[DATASET ROWS]
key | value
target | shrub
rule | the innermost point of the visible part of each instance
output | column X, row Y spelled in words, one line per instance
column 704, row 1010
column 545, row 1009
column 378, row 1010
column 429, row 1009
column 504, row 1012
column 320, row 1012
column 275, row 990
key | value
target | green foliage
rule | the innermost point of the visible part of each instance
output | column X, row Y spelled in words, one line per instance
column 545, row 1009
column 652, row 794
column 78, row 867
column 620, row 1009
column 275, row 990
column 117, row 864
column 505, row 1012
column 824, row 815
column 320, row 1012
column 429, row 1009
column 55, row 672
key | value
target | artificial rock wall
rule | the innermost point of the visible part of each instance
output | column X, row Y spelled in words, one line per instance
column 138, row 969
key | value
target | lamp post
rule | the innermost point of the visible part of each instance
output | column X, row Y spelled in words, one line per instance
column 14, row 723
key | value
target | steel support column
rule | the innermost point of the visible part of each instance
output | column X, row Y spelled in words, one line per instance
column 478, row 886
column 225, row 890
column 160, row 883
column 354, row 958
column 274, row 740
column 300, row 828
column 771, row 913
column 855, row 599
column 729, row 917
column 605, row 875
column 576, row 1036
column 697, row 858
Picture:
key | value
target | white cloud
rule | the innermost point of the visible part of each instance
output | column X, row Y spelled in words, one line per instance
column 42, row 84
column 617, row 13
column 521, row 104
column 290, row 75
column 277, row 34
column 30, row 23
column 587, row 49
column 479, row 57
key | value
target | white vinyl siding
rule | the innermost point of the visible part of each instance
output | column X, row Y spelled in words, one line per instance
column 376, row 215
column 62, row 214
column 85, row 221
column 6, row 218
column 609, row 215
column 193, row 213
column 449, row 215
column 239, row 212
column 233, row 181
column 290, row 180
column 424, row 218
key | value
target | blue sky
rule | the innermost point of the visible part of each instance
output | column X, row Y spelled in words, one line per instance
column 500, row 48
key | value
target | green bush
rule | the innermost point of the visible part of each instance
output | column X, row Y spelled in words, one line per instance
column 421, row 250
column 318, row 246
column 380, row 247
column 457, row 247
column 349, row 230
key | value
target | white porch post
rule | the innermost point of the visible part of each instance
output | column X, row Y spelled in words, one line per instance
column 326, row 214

[WORK REQUIRED]
Copy out, word for word, the stretch of the records from their first line through the line that contains "column 697, row 858", with both ends included.

[RESULT OF THE TASK]
key | value
target | shrub
rule | the innermost point of the visible part of each instance
output | column X, row Y spelled in words, one line per instance
column 704, row 1010
column 545, row 1009
column 378, row 1010
column 429, row 1009
column 504, row 1012
column 320, row 1012
column 275, row 990
key | value
target | green foliage
rule | the innermost point of the visible part of each instance
output | column X, row Y spelled in words, one line per instance
column 545, row 1009
column 652, row 794
column 78, row 867
column 620, row 1009
column 275, row 990
column 117, row 864
column 505, row 1012
column 824, row 815
column 320, row 1012
column 429, row 1009
column 55, row 672
key | value
target | artificial rock wall
rule | the innermost point of the visible part of each instance
output | column X, row Y spelled in words, one line per instance
column 138, row 969
key | value
target | lamp post
rule | the innermost point of the visible part of each instance
output | column X, row Y spelled in words, one line per instance
column 14, row 723
key | value
target | steel support column
rule | the innermost point of the visible part of each instance
output | column X, row Y spelled in words, one line per instance
column 478, row 886
column 225, row 890
column 160, row 883
column 354, row 958
column 274, row 740
column 300, row 828
column 771, row 913
column 855, row 599
column 729, row 917
column 605, row 875
column 576, row 1036
column 697, row 858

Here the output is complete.